■ **Given task**:
Extract the lines beginning at the one that holds "of the **building" and ending at the final line of the material below, keeping them exact and leaving out all pictures.

>>

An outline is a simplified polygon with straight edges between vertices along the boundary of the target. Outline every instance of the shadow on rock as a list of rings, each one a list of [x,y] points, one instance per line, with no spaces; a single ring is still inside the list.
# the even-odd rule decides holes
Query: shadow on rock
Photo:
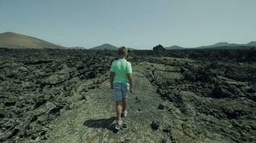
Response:
[[[109,119],[88,119],[83,122],[83,126],[93,128],[104,128],[116,133],[116,130],[111,124],[115,119],[115,117]]]

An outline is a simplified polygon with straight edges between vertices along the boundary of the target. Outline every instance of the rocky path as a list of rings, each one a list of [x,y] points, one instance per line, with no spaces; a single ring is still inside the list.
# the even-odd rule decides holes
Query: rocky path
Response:
[[[128,96],[127,124],[116,132],[110,124],[115,118],[114,92],[109,81],[86,92],[86,99],[76,109],[67,111],[57,118],[52,130],[47,132],[48,142],[170,142],[170,133],[163,132],[170,125],[167,110],[157,109],[161,99],[154,87],[143,74],[140,66],[133,67],[134,94]],[[83,88],[81,85],[81,88]],[[153,130],[150,124],[159,121],[160,128]]]

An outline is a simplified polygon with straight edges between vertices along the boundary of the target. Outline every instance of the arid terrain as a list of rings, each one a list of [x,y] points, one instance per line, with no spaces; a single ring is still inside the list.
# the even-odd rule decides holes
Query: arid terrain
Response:
[[[115,51],[0,48],[1,142],[256,142],[256,51],[131,51],[116,132]]]

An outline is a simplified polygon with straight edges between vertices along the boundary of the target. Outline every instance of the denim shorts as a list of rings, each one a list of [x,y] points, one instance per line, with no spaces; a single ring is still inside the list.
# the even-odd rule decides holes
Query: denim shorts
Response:
[[[129,84],[125,82],[116,82],[113,84],[116,102],[127,98]]]

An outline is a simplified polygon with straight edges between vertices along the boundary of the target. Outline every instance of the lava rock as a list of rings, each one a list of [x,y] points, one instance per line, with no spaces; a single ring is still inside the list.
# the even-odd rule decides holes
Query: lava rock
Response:
[[[165,104],[160,103],[158,105],[158,109],[165,109]]]
[[[157,129],[158,129],[159,127],[160,127],[159,121],[154,120],[154,121],[152,122],[151,127],[152,127],[152,129],[157,130]]]
[[[123,124],[123,128],[127,128],[127,124]]]
[[[171,127],[170,126],[165,126],[163,129],[163,132],[170,132]]]
[[[166,139],[165,138],[163,138],[163,139],[162,139],[162,143],[166,143]]]

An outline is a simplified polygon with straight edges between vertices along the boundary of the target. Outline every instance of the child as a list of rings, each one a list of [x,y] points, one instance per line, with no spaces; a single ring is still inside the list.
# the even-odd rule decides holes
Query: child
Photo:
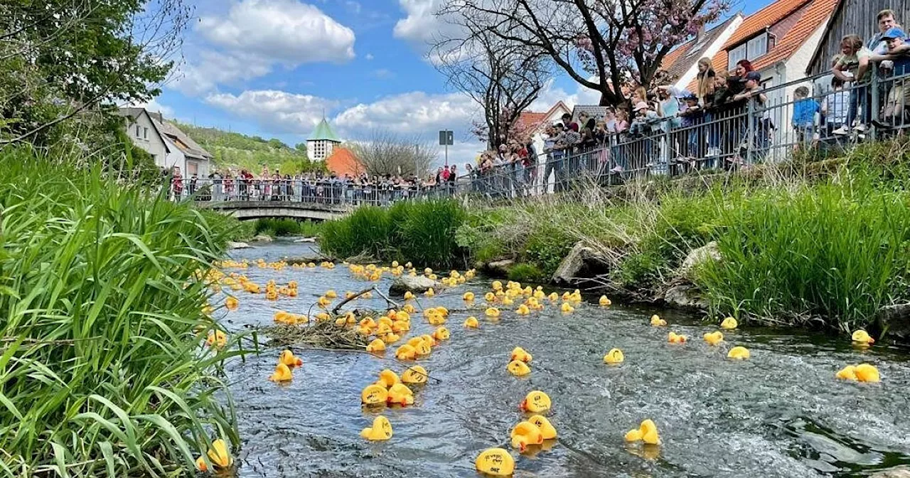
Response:
[[[809,97],[809,88],[800,86],[794,93],[793,127],[796,130],[796,138],[800,143],[814,139],[815,127],[815,113],[821,111],[818,103]]]

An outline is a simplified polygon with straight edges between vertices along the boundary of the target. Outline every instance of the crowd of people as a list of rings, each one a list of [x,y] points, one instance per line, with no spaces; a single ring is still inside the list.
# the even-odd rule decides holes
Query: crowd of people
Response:
[[[671,86],[632,86],[627,100],[592,117],[581,111],[547,125],[543,151],[528,137],[503,141],[469,170],[471,188],[491,196],[521,197],[559,191],[581,178],[599,183],[631,171],[733,168],[760,162],[773,147],[843,146],[862,139],[875,125],[883,131],[910,125],[910,39],[892,10],[877,15],[878,33],[864,42],[841,41],[831,63],[830,84],[807,78],[793,98],[769,104],[762,75],[749,60],[730,72],[701,58],[694,91]],[[875,84],[872,72],[877,71]],[[658,75],[655,83],[661,83]],[[665,82],[665,81],[663,81]],[[873,88],[878,89],[877,108]],[[779,90],[782,88],[778,88]],[[816,91],[813,93],[813,89]],[[779,91],[778,91],[779,92]],[[877,109],[874,111],[874,109]],[[789,121],[790,125],[785,125]],[[789,127],[788,127],[789,126]],[[542,173],[541,173],[542,170]]]

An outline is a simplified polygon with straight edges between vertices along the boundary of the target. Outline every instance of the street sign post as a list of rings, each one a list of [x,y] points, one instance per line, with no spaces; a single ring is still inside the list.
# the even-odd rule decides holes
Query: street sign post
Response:
[[[446,149],[446,168],[449,167],[449,147],[454,144],[455,144],[454,133],[446,129],[440,131],[440,146],[445,147]]]

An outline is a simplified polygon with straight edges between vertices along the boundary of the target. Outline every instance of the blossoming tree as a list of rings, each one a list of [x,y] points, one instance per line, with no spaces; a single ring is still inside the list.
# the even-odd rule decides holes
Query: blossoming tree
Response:
[[[650,85],[672,48],[717,20],[731,0],[443,0],[438,15],[480,19],[503,40],[547,55],[601,105]],[[501,25],[508,25],[509,28]]]

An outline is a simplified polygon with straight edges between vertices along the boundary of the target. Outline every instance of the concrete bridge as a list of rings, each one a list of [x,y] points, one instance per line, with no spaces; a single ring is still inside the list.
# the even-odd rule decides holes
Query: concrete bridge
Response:
[[[330,220],[354,209],[350,204],[292,201],[196,201],[200,208],[214,209],[240,220],[262,218]]]

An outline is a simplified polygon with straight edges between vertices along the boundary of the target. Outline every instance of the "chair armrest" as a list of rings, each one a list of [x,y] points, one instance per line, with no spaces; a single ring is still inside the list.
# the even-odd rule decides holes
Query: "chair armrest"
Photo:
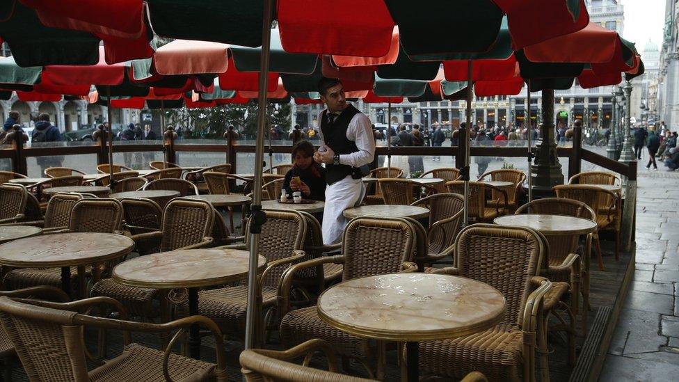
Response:
[[[437,275],[459,276],[460,270],[454,266],[446,266],[445,268],[440,268],[436,269],[431,273]]]
[[[195,244],[191,244],[190,246],[186,246],[185,247],[182,247],[182,248],[177,248],[175,250],[180,250],[180,249],[181,250],[184,250],[184,249],[200,249],[200,248],[210,248],[210,246],[212,245],[212,242],[213,241],[214,241],[214,239],[213,239],[209,236],[206,236],[205,237],[203,237],[202,238],[202,240],[201,240],[200,242],[199,242],[199,243],[196,243]]]
[[[344,264],[344,257],[342,255],[337,255],[336,256],[317,257],[292,265],[283,272],[280,277],[280,284],[278,286],[278,310],[280,312],[281,318],[287,313],[290,308],[290,288],[292,286],[295,274],[307,268],[330,263]]]
[[[419,269],[417,264],[413,262],[404,262],[401,264],[401,271],[399,271],[399,273],[413,273]]]

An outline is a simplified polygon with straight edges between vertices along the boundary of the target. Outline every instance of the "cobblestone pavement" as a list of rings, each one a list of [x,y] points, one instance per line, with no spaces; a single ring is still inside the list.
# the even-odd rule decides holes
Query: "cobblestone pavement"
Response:
[[[679,380],[679,172],[643,164],[636,271],[601,381]]]

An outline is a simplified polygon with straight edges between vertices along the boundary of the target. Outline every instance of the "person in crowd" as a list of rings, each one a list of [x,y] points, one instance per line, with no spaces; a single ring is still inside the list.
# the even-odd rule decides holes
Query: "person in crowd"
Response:
[[[56,126],[50,123],[49,114],[41,113],[38,116],[35,128],[31,134],[31,144],[61,141],[61,132]],[[63,157],[58,155],[38,157],[35,161],[38,162],[38,166],[40,166],[40,173],[44,174],[45,170],[48,167],[61,167],[63,162]]]
[[[326,164],[328,186],[321,230],[323,244],[330,245],[342,239],[347,223],[342,212],[360,205],[365,195],[361,178],[375,158],[375,139],[370,120],[346,103],[340,80],[323,77],[318,87],[326,108],[318,118],[322,145],[314,160]]]
[[[657,170],[657,164],[655,164],[655,154],[657,153],[658,149],[660,148],[660,137],[655,134],[655,132],[651,131],[648,133],[646,148],[648,149],[648,164],[646,165],[646,169],[650,170],[650,165],[653,164],[653,170]]]
[[[305,199],[326,200],[326,169],[314,161],[314,150],[308,141],[300,141],[292,148],[294,167],[283,180],[283,189],[289,197],[300,191]]]
[[[646,132],[643,126],[639,126],[634,129],[634,157],[637,159],[641,159],[641,150],[646,143],[647,136],[648,136],[648,132]]]
[[[413,129],[410,141],[413,146],[424,146],[424,139],[422,138],[422,133],[418,129]],[[408,165],[410,168],[410,173],[413,172],[424,171],[424,164],[422,157],[420,155],[410,155],[408,157]]]

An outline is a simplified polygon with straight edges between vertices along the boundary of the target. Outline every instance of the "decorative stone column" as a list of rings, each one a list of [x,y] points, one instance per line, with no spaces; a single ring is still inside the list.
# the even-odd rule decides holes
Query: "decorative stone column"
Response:
[[[554,141],[554,89],[542,91],[542,111],[541,136],[537,142],[535,161],[531,166],[533,194],[538,198],[552,196],[552,188],[564,184],[564,173]]]

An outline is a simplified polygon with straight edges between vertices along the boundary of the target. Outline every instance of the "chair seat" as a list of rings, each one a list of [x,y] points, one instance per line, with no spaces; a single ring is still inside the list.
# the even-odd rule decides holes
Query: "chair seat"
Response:
[[[264,287],[262,305],[266,309],[274,303],[278,291]],[[186,304],[184,304],[184,305]],[[188,311],[182,307],[184,311]],[[214,321],[225,334],[242,337],[245,333],[245,317],[248,309],[248,287],[238,285],[198,292],[198,314]]]
[[[158,309],[153,306],[153,299],[158,295],[158,289],[129,287],[113,279],[104,278],[92,287],[90,294],[118,300],[134,316],[154,318],[159,314]]]
[[[333,344],[335,351],[342,356],[364,358],[369,353],[367,340],[346,334],[328,325],[319,318],[316,306],[292,310],[285,315],[279,333],[281,343],[286,349],[313,338],[320,338]]]
[[[92,382],[157,382],[163,375],[163,352],[137,344],[125,347],[122,353],[89,372]],[[177,354],[170,354],[168,371],[173,381],[195,382],[214,379],[215,365]]]
[[[545,311],[552,310],[570,290],[570,285],[566,282],[552,282],[552,289],[545,294]]]
[[[517,325],[500,324],[466,337],[422,342],[420,369],[449,378],[478,371],[488,381],[520,381],[522,340]]]

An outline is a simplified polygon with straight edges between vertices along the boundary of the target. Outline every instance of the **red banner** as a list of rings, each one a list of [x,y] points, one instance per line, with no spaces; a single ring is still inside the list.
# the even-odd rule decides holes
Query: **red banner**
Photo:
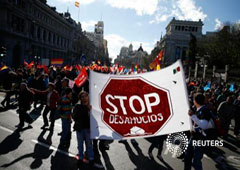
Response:
[[[83,83],[85,83],[85,81],[88,78],[88,74],[86,72],[85,67],[82,69],[81,73],[79,73],[79,75],[77,76],[77,78],[74,80],[76,86],[81,87],[81,85],[83,85]]]

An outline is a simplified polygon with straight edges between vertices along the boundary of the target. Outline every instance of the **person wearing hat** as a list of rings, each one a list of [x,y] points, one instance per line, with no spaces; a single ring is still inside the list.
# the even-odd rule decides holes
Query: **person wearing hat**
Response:
[[[40,94],[40,95],[46,95],[46,97],[47,97],[47,103],[46,103],[45,109],[43,111],[44,125],[41,127],[41,129],[45,129],[46,127],[48,127],[47,114],[49,112],[50,112],[50,121],[51,121],[50,130],[53,130],[53,128],[54,128],[55,113],[56,113],[56,109],[57,109],[57,104],[60,99],[59,94],[54,89],[54,87],[55,87],[55,85],[50,82],[48,84],[48,89],[46,89],[44,91],[40,91],[37,89],[31,89],[34,91],[34,93]]]

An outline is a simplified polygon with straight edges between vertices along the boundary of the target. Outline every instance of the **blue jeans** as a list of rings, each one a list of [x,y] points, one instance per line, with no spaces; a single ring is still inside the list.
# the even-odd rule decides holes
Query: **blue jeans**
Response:
[[[195,170],[202,170],[203,147],[193,146],[192,138],[189,140],[188,148],[184,159],[184,170],[191,170],[193,166]]]
[[[60,144],[70,144],[71,140],[71,122],[69,119],[62,119],[62,135],[60,139]]]
[[[76,132],[77,132],[79,159],[80,160],[83,159],[83,142],[85,141],[88,158],[89,158],[89,160],[93,160],[94,153],[93,153],[92,141],[90,139],[90,130],[82,129],[82,130],[76,131]]]

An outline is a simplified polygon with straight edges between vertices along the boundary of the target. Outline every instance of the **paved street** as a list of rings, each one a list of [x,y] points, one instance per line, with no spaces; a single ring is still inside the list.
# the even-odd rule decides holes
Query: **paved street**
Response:
[[[3,95],[0,96],[2,101]],[[61,122],[58,119],[54,132],[42,130],[42,116],[32,112],[32,117],[36,119],[32,123],[33,128],[25,128],[21,132],[16,132],[19,122],[16,109],[4,111],[0,107],[0,169],[21,170],[21,169],[52,169],[52,170],[76,170],[77,141],[75,132],[72,134],[71,145],[68,151],[59,150],[60,137],[57,135],[61,131]],[[150,159],[148,148],[150,142],[147,139],[137,139],[137,143],[127,140],[119,143],[114,141],[110,144],[110,149],[101,151],[101,162],[106,170],[149,170],[149,169],[183,169],[181,159],[172,158],[166,151],[165,144],[162,153],[164,161],[160,161],[157,149],[153,150],[154,159]],[[225,161],[219,165],[210,157],[204,155],[203,169],[240,169],[240,143],[233,138],[224,141],[224,147],[219,147],[218,153],[222,153]],[[86,166],[87,168],[87,166]],[[85,169],[86,169],[85,168]],[[95,167],[95,169],[98,169]]]

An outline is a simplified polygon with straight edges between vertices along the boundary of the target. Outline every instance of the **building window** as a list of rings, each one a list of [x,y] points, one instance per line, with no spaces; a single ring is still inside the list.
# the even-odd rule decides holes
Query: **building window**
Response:
[[[53,44],[55,44],[55,34],[53,34]]]
[[[43,31],[43,41],[46,41],[46,36],[47,36],[47,34],[46,34],[46,31],[44,30]]]
[[[188,30],[191,32],[191,31],[192,31],[192,27],[191,27],[191,26],[189,26],[189,27],[188,27]]]
[[[31,24],[30,32],[31,32],[31,37],[34,38],[34,24],[33,23]]]
[[[175,59],[178,60],[180,58],[180,47],[176,47]]]
[[[13,31],[24,33],[24,23],[25,23],[24,19],[12,15],[11,27]]]
[[[37,29],[37,38],[40,39],[40,37],[41,37],[41,29],[40,29],[40,27],[38,27],[38,29]]]

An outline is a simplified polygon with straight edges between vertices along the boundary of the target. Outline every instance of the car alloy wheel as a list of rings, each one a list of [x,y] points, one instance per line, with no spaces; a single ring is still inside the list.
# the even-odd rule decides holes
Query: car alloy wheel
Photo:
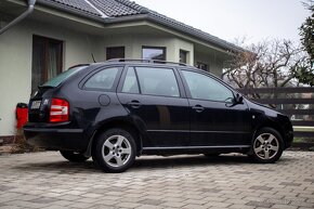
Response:
[[[263,133],[256,139],[253,149],[259,158],[272,159],[279,151],[279,142],[275,135]]]
[[[92,152],[93,160],[106,172],[123,172],[136,155],[133,135],[123,129],[110,129],[99,135]]]
[[[272,128],[262,128],[256,133],[249,156],[256,162],[272,164],[280,158],[283,151],[280,133]]]
[[[103,158],[112,167],[126,165],[131,157],[131,144],[123,135],[113,135],[103,144]]]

<<

■ **Solution below**:
An outline is a simplified polygon with straight edges between vertices along the boundary of the target. Outline every instance of the **building window** as a list of rings, each one a list of [x,y] points, one instance per line, with no spaces; a single ring is still inside the list.
# the even-odd rule decides holes
Query: **building window**
Response:
[[[53,44],[55,44],[55,34],[53,34]]]
[[[43,31],[43,41],[46,41],[46,36],[47,36],[47,34],[46,34],[46,31],[44,30]]]
[[[188,30],[191,32],[191,31],[192,31],[192,27],[191,27],[191,26],[189,26],[189,27],[188,27]]]
[[[31,24],[30,32],[31,32],[31,37],[34,38],[34,24],[33,23]]]
[[[175,59],[178,60],[180,58],[180,47],[176,47]]]
[[[13,31],[24,33],[24,23],[25,23],[24,19],[12,15],[11,27]]]
[[[37,29],[37,38],[40,39],[40,37],[41,37],[41,29],[40,29],[40,27],[38,27],[38,29]]]

An outline is a simplified polygon with straight edges between vertices along the boundary of the target. Outline every instance of the car alloy wheel as a list of rings, each one a list of [x,y] points, one instance per line, with no spaces; a single ring is still inside the list.
# the even-odd rule decides holes
Query: car alloy wheel
Photo:
Response:
[[[263,133],[256,139],[253,149],[259,158],[272,159],[279,151],[279,142],[275,135]]]
[[[92,152],[93,160],[106,172],[123,172],[136,155],[133,135],[123,129],[110,129],[99,135]]]
[[[272,128],[262,128],[256,133],[249,156],[256,162],[272,164],[280,158],[283,151],[280,133]]]
[[[103,158],[112,167],[126,165],[131,157],[131,144],[123,135],[113,135],[103,144]]]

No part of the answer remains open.